> Dataset records:

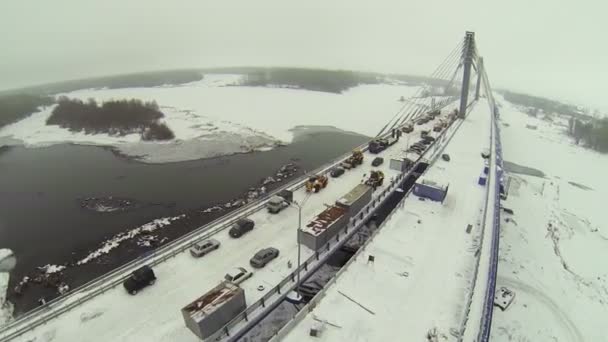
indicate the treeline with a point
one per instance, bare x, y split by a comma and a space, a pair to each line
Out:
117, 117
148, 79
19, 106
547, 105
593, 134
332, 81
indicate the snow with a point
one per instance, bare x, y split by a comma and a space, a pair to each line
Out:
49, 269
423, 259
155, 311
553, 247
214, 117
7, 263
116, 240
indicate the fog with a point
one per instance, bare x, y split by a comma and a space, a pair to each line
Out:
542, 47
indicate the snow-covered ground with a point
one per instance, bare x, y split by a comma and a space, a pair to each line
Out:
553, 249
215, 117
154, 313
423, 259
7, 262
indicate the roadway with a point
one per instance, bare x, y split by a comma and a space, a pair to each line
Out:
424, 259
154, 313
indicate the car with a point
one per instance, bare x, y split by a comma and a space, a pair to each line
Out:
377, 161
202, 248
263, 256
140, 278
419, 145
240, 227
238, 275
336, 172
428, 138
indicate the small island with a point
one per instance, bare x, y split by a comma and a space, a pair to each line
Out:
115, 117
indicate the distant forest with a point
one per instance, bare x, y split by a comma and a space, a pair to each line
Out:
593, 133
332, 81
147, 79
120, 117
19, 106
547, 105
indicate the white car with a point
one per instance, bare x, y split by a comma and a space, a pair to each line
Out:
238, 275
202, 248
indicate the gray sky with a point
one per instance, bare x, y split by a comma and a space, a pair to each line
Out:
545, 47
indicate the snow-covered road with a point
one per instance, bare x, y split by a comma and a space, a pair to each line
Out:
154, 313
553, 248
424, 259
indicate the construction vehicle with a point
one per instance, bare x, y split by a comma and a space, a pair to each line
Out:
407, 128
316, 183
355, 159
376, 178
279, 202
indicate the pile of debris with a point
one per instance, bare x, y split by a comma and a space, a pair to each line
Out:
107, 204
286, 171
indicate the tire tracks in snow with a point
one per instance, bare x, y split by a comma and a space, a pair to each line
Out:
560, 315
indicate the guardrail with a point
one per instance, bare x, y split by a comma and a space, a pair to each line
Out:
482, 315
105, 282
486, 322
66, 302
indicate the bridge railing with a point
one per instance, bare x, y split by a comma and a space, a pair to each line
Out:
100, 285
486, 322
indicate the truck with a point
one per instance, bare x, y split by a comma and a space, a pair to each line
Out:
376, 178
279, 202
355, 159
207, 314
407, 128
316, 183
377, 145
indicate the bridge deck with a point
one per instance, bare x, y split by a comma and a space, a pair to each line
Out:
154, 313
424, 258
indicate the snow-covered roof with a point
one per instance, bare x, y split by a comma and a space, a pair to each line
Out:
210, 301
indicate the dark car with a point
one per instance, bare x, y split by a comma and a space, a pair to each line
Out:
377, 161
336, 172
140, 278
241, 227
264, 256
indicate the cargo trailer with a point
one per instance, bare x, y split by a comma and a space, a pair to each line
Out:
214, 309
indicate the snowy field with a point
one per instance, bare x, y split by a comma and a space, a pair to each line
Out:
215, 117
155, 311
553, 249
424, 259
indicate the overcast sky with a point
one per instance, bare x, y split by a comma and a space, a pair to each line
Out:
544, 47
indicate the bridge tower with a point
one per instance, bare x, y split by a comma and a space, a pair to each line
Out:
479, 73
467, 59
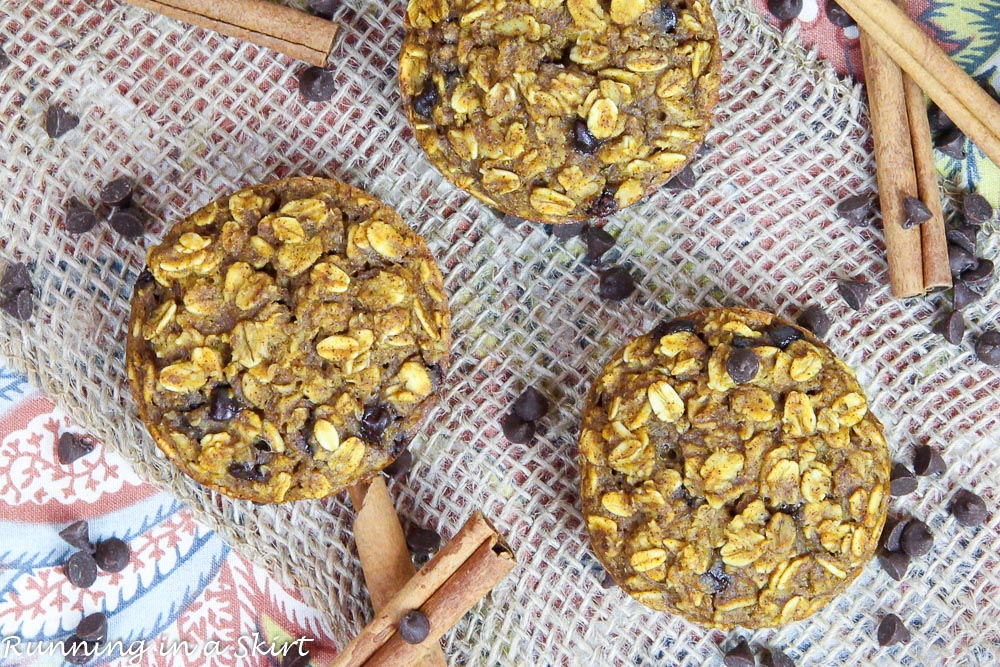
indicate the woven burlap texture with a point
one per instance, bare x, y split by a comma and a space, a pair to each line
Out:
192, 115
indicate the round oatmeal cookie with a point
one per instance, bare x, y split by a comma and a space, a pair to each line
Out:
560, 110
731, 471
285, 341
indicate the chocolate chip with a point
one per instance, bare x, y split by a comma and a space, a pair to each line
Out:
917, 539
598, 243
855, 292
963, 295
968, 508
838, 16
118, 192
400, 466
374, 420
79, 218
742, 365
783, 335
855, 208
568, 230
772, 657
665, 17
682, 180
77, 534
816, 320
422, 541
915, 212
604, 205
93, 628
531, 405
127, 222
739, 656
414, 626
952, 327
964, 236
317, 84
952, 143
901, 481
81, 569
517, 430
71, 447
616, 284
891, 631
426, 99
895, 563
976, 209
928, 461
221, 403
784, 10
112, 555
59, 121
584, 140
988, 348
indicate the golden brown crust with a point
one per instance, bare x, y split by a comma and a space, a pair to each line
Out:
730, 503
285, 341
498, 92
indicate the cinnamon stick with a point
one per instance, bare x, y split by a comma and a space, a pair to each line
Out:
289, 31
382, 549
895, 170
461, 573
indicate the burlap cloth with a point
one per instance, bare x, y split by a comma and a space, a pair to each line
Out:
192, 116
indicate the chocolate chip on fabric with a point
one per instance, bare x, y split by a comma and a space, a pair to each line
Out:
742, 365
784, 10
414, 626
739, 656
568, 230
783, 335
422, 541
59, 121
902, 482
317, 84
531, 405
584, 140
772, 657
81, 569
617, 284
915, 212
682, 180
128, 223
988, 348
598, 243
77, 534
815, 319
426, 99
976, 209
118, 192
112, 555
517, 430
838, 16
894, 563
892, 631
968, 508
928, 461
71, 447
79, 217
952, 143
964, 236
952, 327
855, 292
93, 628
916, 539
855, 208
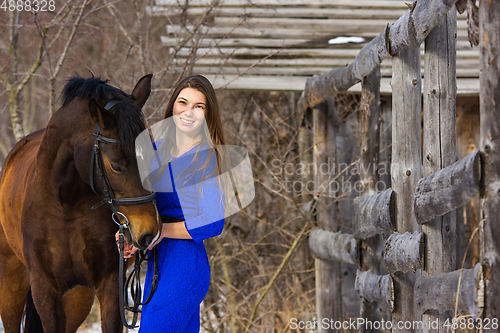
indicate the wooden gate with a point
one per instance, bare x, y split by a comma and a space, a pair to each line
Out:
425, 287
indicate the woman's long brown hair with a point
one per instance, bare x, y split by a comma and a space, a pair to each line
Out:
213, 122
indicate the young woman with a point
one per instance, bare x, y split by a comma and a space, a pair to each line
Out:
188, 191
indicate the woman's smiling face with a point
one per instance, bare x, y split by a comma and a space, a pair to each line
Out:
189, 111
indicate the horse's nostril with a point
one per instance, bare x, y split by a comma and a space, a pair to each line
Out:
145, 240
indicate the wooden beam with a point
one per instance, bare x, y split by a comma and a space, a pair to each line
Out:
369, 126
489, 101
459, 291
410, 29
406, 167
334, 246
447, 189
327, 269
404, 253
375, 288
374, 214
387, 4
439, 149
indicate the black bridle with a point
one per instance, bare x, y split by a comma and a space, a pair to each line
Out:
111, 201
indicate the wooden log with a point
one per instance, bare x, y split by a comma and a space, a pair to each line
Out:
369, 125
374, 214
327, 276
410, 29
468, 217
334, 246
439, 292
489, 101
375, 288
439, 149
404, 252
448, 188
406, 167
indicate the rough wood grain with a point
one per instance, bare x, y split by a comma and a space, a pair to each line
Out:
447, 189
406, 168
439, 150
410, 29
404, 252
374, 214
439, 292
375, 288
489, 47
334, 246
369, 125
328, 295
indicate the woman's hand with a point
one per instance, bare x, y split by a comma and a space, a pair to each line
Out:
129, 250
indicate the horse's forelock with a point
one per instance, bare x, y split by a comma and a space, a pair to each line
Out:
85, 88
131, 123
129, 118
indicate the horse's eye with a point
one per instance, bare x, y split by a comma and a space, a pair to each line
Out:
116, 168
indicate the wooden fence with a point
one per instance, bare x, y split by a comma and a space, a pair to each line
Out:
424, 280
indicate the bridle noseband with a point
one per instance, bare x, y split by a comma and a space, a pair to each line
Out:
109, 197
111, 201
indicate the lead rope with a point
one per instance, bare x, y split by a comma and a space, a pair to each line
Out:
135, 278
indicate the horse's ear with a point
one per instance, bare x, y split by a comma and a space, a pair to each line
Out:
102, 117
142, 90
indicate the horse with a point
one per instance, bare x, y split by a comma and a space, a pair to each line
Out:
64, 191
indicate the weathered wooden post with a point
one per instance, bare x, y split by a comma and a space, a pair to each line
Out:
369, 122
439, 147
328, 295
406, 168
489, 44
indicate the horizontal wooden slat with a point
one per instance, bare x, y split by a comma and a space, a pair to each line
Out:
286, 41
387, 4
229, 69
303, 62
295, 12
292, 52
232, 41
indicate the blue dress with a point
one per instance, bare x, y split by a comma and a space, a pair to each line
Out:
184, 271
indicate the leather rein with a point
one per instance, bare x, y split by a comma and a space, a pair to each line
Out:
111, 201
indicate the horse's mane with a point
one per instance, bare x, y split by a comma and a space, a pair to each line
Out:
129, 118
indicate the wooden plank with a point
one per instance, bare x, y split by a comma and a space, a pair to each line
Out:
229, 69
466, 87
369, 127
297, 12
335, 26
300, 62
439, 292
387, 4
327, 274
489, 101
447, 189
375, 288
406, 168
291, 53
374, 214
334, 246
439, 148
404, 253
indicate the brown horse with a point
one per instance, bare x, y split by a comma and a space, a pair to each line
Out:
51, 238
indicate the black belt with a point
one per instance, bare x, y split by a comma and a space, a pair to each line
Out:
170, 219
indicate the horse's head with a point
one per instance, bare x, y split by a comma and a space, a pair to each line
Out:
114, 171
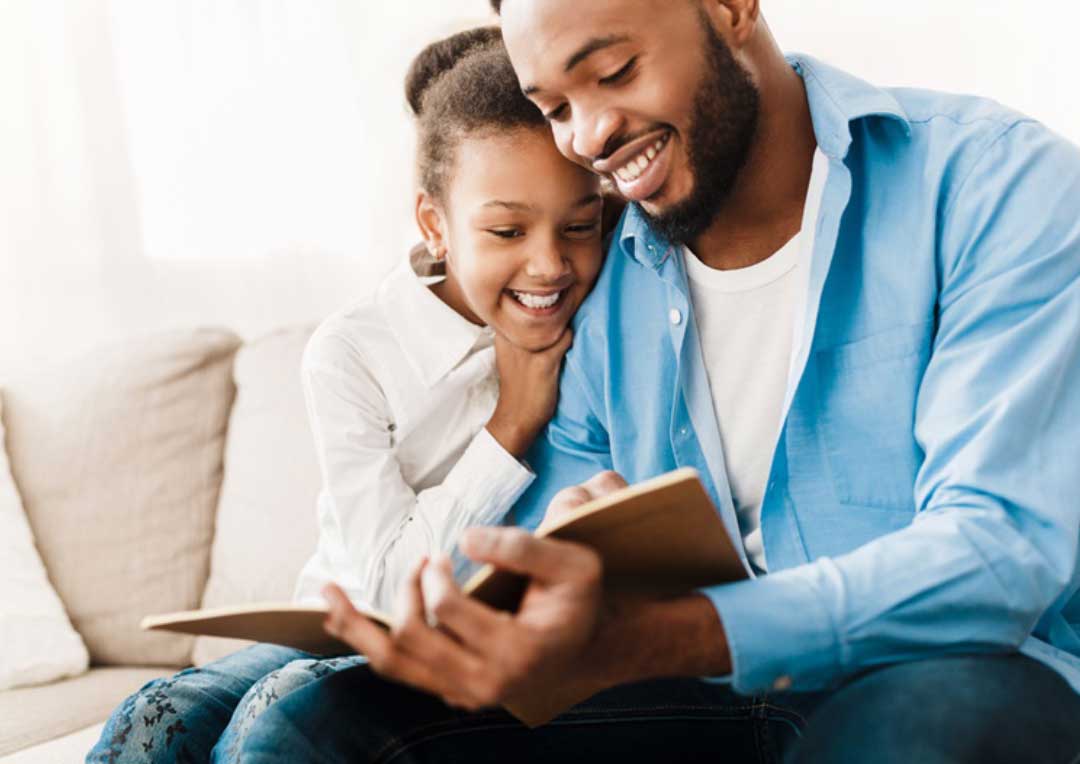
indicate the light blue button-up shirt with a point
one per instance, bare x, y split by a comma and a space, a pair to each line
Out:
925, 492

> Task instructions:
Reproduce the lines above, exactly and exclusively, from the line containing "indicate the brown horse with a point" down to the last line, both included; pictures are not part of the copy.

> Exercise answer:
indicate the brown horse with a point
one per instance, bare x, y split by a comma and a space, a pair to each line
Out:
51, 238
indicate the black belt with a point
one per instance, bare x, y split by a comma and a space, a pair to each line
Out:
170, 219
indicate the horse's head with a point
one per instance, bare x, y split by a comma and a space, a pair to each line
Out:
114, 171
indicate the light blue button-up shirt with a point
one per instance, bare x, y split by a comma and a space, a pair to each line
Out:
925, 492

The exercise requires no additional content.